» **Teks Kutipan**
•••••

Setelah berpikir panjang Ibu mencoba untuk menulis dan menggoreskan pena, sekalipun keraguan dan rasa malu menyelimuti diri.

Setiap kali menulis, setiap kali itu pula gores tulisan terhalang oleh tangis, dan setiap kali menitikkan air mata setiap itu pula hati terluka…

Wahai anakku !
Sepanjang masa yang telah engkau lewati, kulihat engkau telah menjadi laki-laki dewasa, laki-laki yang cerdas dan bijak !

Karenanya engkau pantas membaca tulisan ini, sekalipun nantinya engkau remas kertas ini lalu engkau merobeknya, sebagaimana sebelumnya engkau telah remas hati dan telah engkau robek pula perasaanku.


Wahai anakku…

25 tahun telah berlalu, dan tahun-tahun itu merupakan tahun kebahagiaan dalam kehidupanku.

Suatu ketika dokter datang menyampaikan kabar tentang kehamilanku dan semua ibu sangat mengetahui arti kalimat tersebut.

Bercampur rasa gembira dan bahagia dalam diri ini sebagaimana ia adalah
awal mula dari perubahan fisik dan emosi…

Semenjak kabar gembira tersebut aku membawamu 9 bulan.

Tidur, berdiri, makan dan bernafas dalam kesulitan.

Akan tetapi itu semua tidak mengurangi cinta dan kasih sayangku kepadamu, bahkan ia tumbuh bersama berjalannya waktu.


Aku mengandungmu, wahai anakku !

Pada kondisi lemah di atas lemah, bersamaan dengan itu aku begitu gembira tatkala merasakan melihat terjangan kakimu dan balikan badanmu di perutku.

Aku merasa puas setiap aku menimbang diriku, karena semakin hari semakin bertambah berat perutku, berarti engkau sehat wal afiat dalam rahimku.

Penderitaan yang berkepanjangan menderaku, sampailah saat itu, ketika fajar pada malam itu, yang aku tidak dapat tidur dan memejamkan mataku barang sekejap pun. Aku merasakan sakit yang tidak tertahankan dan rasa takut yang tidak bisa dilukiskan.

Sakit itu terus berlanjut sehingga membuatku tidak dapat lagi menangis.

Sebanyak itu pula aku melihat kematian menari-nari di pelupuk mataku,
hingga tibalah waktunya engkau keluar ke dunia. Engkau pun lahir…
Tangisku bercampur dengan tangismu, air mata kebahagiaan.

Dengan semua itu, sirna semua keletihan dan kesedihan, hilang semua sakit dan penderitaan, bahkan kasihku padamu semakin bertambah dengan bertambah kuatnya sakit.

Aku raih dirimu sebelum aku meraih minuman, aku peluk cium dirimu sebelum meneguk satu tetes air ke kerongkonganku.

Wahai anakku… telah berlalu tahun dari usiamu, aku membawamu dengan hatiku dan memandikanmu dengan kedua tangan kasih sayangku.

•••••

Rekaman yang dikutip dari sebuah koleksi

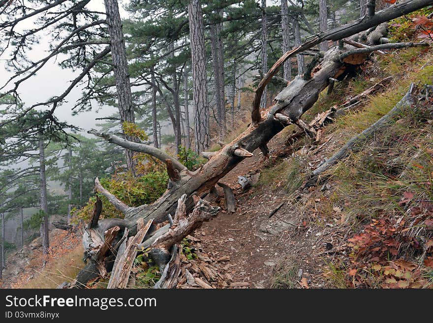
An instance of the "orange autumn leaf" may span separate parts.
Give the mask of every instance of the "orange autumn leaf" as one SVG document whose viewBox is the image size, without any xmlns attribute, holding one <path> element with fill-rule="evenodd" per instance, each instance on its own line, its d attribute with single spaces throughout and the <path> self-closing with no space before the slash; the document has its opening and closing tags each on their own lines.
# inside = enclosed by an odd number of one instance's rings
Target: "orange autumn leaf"
<svg viewBox="0 0 433 323">
<path fill-rule="evenodd" d="M 308 286 L 308 282 L 307 280 L 307 277 L 303 277 L 302 279 L 301 280 L 301 286 L 304 287 L 304 288 L 306 288 L 307 289 L 309 288 L 309 286 Z"/>
</svg>

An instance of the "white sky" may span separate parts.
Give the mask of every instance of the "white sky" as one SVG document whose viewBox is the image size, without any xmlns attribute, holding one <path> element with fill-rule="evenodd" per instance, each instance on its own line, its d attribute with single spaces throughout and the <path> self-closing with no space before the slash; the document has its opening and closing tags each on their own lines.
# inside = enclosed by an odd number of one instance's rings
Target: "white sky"
<svg viewBox="0 0 433 323">
<path fill-rule="evenodd" d="M 92 0 L 87 7 L 95 11 L 105 11 L 103 0 Z M 126 12 L 122 7 L 120 11 L 123 17 L 126 17 Z M 32 25 L 31 22 L 23 22 L 20 28 L 30 29 Z M 49 34 L 44 35 L 40 44 L 34 46 L 31 53 L 32 59 L 42 58 L 46 55 L 45 51 L 48 49 L 47 41 L 50 38 Z M 4 64 L 6 62 L 4 58 L 0 60 L 0 84 L 2 85 L 11 74 L 5 69 Z M 56 61 L 55 58 L 53 58 L 39 70 L 35 76 L 20 85 L 18 91 L 26 106 L 44 102 L 52 96 L 60 95 L 69 86 L 70 81 L 80 73 L 80 71 L 74 72 L 61 68 L 58 65 L 61 59 L 61 56 L 59 56 Z M 11 85 L 13 85 L 13 82 Z M 92 111 L 83 112 L 77 115 L 72 116 L 72 108 L 75 101 L 80 97 L 81 93 L 79 87 L 76 87 L 66 96 L 66 101 L 56 109 L 55 114 L 60 120 L 67 121 L 88 130 L 95 127 L 95 118 L 108 116 L 116 111 L 115 108 L 108 106 L 99 109 L 98 105 L 94 104 Z M 98 121 L 96 123 L 101 122 Z"/>
</svg>

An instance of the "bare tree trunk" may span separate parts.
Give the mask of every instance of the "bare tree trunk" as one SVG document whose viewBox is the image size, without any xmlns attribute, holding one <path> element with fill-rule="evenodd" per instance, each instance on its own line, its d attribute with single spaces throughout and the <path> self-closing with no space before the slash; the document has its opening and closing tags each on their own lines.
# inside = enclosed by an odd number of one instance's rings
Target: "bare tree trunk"
<svg viewBox="0 0 433 323">
<path fill-rule="evenodd" d="M 232 92 L 230 95 L 230 101 L 231 102 L 231 108 L 232 111 L 232 128 L 235 125 L 235 96 L 236 91 L 236 60 L 233 60 L 233 81 L 232 88 Z"/>
<path fill-rule="evenodd" d="M 170 56 L 172 59 L 174 59 L 175 50 L 174 43 L 172 41 L 170 43 Z M 172 73 L 173 79 L 173 103 L 174 105 L 174 114 L 176 124 L 173 127 L 175 129 L 175 146 L 176 147 L 176 154 L 179 153 L 179 148 L 182 145 L 182 133 L 181 131 L 181 105 L 179 103 L 179 88 L 178 83 L 178 76 L 175 68 L 173 68 Z"/>
<path fill-rule="evenodd" d="M 282 51 L 283 53 L 285 53 L 290 50 L 289 7 L 287 5 L 287 0 L 281 0 L 281 27 L 282 33 Z M 290 59 L 284 62 L 283 69 L 283 77 L 287 81 L 291 80 L 292 69 Z"/>
<path fill-rule="evenodd" d="M 367 3 L 369 0 L 360 0 L 359 16 L 362 18 L 367 14 Z"/>
<path fill-rule="evenodd" d="M 192 66 L 195 151 L 201 152 L 209 147 L 210 137 L 204 31 L 200 0 L 189 0 L 188 12 Z"/>
<path fill-rule="evenodd" d="M 298 17 L 296 17 L 293 19 L 293 34 L 295 36 L 295 47 L 300 46 L 301 43 L 301 33 L 299 29 L 299 21 Z M 298 54 L 296 55 L 296 59 L 298 60 L 298 75 L 302 75 L 305 71 L 305 67 L 304 63 L 304 55 Z"/>
<path fill-rule="evenodd" d="M 48 202 L 47 197 L 47 178 L 45 175 L 45 147 L 44 141 L 39 141 L 40 207 L 44 212 L 44 220 L 41 224 L 41 237 L 42 240 L 43 265 L 45 266 L 50 244 L 48 237 Z"/>
<path fill-rule="evenodd" d="M 158 133 L 159 134 L 159 147 L 161 147 L 161 125 L 158 122 Z"/>
<path fill-rule="evenodd" d="M 184 109 L 185 111 L 185 127 L 186 131 L 185 147 L 187 149 L 191 147 L 191 137 L 189 135 L 189 107 L 188 103 L 188 72 L 184 71 Z"/>
<path fill-rule="evenodd" d="M 159 148 L 159 145 L 158 145 L 158 129 L 157 121 L 156 120 L 156 87 L 155 84 L 156 81 L 155 80 L 155 71 L 154 69 L 154 66 L 151 68 L 151 75 L 152 82 L 152 129 L 154 139 L 154 147 L 156 148 Z"/>
<path fill-rule="evenodd" d="M 83 201 L 83 166 L 80 162 L 80 205 Z"/>
<path fill-rule="evenodd" d="M 243 80 L 242 80 L 240 77 L 239 79 L 238 79 L 238 80 L 239 80 L 238 82 L 239 82 L 239 86 L 238 87 L 238 106 L 237 106 L 237 108 L 238 108 L 238 110 L 241 110 L 241 88 L 242 88 L 242 87 L 244 85 L 244 84 L 243 84 L 244 81 L 243 81 Z"/>
<path fill-rule="evenodd" d="M 121 121 L 133 123 L 135 122 L 135 118 L 132 106 L 128 61 L 122 31 L 122 21 L 119 12 L 119 5 L 117 0 L 104 0 L 104 2 L 107 13 L 108 32 L 110 34 L 110 47 L 114 65 L 118 107 Z M 124 135 L 124 138 L 131 141 L 136 141 L 134 138 L 130 136 Z M 126 149 L 125 156 L 128 170 L 131 171 L 133 174 L 136 163 L 133 158 L 134 153 Z"/>
<path fill-rule="evenodd" d="M 72 209 L 72 147 L 69 147 L 68 152 L 68 168 L 69 170 L 69 177 L 68 178 L 69 183 L 69 188 L 68 189 L 68 200 L 69 203 L 68 204 L 68 215 L 67 215 L 67 224 L 69 224 L 71 222 L 71 211 Z M 21 209 L 22 213 L 22 208 Z"/>
<path fill-rule="evenodd" d="M 1 262 L 0 263 L 0 266 L 2 268 L 6 267 L 6 260 L 4 257 L 4 236 L 5 235 L 5 231 L 4 228 L 4 213 L 1 213 Z"/>
<path fill-rule="evenodd" d="M 216 12 L 222 20 L 222 10 Z M 215 97 L 216 106 L 216 117 L 219 128 L 219 139 L 224 139 L 226 132 L 225 102 L 224 91 L 224 50 L 223 48 L 222 22 L 211 25 L 211 50 L 214 75 L 215 77 Z"/>
<path fill-rule="evenodd" d="M 266 16 L 266 0 L 262 0 L 262 74 L 268 72 L 268 27 Z M 260 108 L 266 107 L 266 88 L 265 88 L 260 101 Z"/>
<path fill-rule="evenodd" d="M 21 248 L 24 246 L 24 216 L 23 214 L 23 208 L 21 207 Z"/>
<path fill-rule="evenodd" d="M 328 29 L 328 8 L 326 6 L 326 0 L 319 0 L 319 29 L 320 31 L 325 31 Z M 328 43 L 322 41 L 319 45 L 321 51 L 326 52 L 328 50 Z"/>
</svg>

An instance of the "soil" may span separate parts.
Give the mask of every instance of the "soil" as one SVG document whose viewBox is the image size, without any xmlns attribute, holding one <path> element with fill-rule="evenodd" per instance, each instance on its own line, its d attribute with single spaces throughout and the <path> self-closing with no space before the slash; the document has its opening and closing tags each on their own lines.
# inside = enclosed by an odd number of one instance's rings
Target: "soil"
<svg viewBox="0 0 433 323">
<path fill-rule="evenodd" d="M 283 146 L 283 141 L 279 136 L 269 143 L 271 156 Z M 232 282 L 226 282 L 228 287 L 272 288 L 277 269 L 288 263 L 296 264 L 297 284 L 294 287 L 322 287 L 321 258 L 324 254 L 316 255 L 329 249 L 334 239 L 327 237 L 326 228 L 319 232 L 315 226 L 307 225 L 309 221 L 295 212 L 292 199 L 284 190 L 275 191 L 262 185 L 254 186 L 266 159 L 259 149 L 253 153 L 220 180 L 233 189 L 236 209 L 232 214 L 221 211 L 216 219 L 196 231 L 193 236 L 200 240 L 198 249 L 212 260 L 229 257 L 224 266 L 211 263 L 213 268 L 219 268 L 221 276 L 228 273 L 232 278 Z M 238 183 L 239 176 L 249 177 L 253 185 L 243 190 Z M 224 207 L 223 201 L 220 206 Z M 217 288 L 225 285 L 208 282 Z"/>
</svg>

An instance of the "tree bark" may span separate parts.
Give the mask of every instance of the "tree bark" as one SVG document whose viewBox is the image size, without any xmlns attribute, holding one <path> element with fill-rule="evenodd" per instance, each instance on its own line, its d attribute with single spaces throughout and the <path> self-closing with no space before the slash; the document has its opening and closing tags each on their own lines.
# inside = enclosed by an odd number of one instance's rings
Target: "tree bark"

•••••

» **Petunjuk Pengerjaan**
**a.** Rangkumlah teks kutipan tersebut dalam dua kalimat.
**b.** Petiklah dari teks kutipan bagian mulai dari "Setelah berpikir panjang" sampai "kebahagiaan dalam kehidupanku.".
**c.** Tentukan apakah setiap pernyataan berikut sesuai dengan teks kutipan. Jawab ya atau tidak, lalu sertakan kata-kata teks yang menjadi penentunya. (i) Sang ibu mengandung anaknya selama sembilan bulan. (ii) Kabar tentang kehamilan itu disampaikan oleh seorang bidan. (iii) Rasa sakit yang terus berlanjut membuat sang ibu tidak henti-hentinya menangis.

» **Jawaban Tugas**
**a.** Seorang ibu, meskipun diliputi keraguan, rasa malu, dan tangis, menulis kepada anak laki-lakinya yang telah dewasa, cerdas, dan bijak, yang menurutnya telah meremas hati dan merobek perasaannya. Ia mengenang sembilan bulan mengandung dan sakit tak tertahankan saat melahirkan, yang semuanya sirna ketika anaknya lahir, sementara kasihnya kepada anak itu justru semakin bertambah.

**b.**
Setelah berpikir panjang Ibu mencoba untuk menulis dan menggoreskan pena, sekalipun keraguan dan rasa malu menyelimuti diri.

Setiap kali menulis, setiap kali itu pula gores tulisan terhalang oleh tangis, dan setiap kali menitikkan air mata setiap itu pula hati terluka…

Wahai anakku !
Sepanjang masa yang telah engkau lewati, kulihat engkau telah menjadi laki-laki dewasa, laki-laki yang cerdas dan bijak !

Karenanya engkau pantas membaca tulisan ini, sekalipun nantinya engkau remas kertas ini lalu engkau merobeknya, sebagaimana sebelumnya engkau telah remas hati dan telah engkau robek pula perasaanku.


Wahai anakku…

25 tahun telah berlalu, dan tahun-tahun itu merupakan tahun kebahagiaan dalam kehidupanku.

**c.**
(i) Ya: "Semenjak kabar gembira tersebut aku membawamu 9 bulan."
(ii) Tidak: "Suatu ketika dokter datang menyampaikan kabar tentang kehamilanku"
(iii) Tidak: "Sakit itu terus berlanjut sehingga membuatku tidak dapat lagi menangis."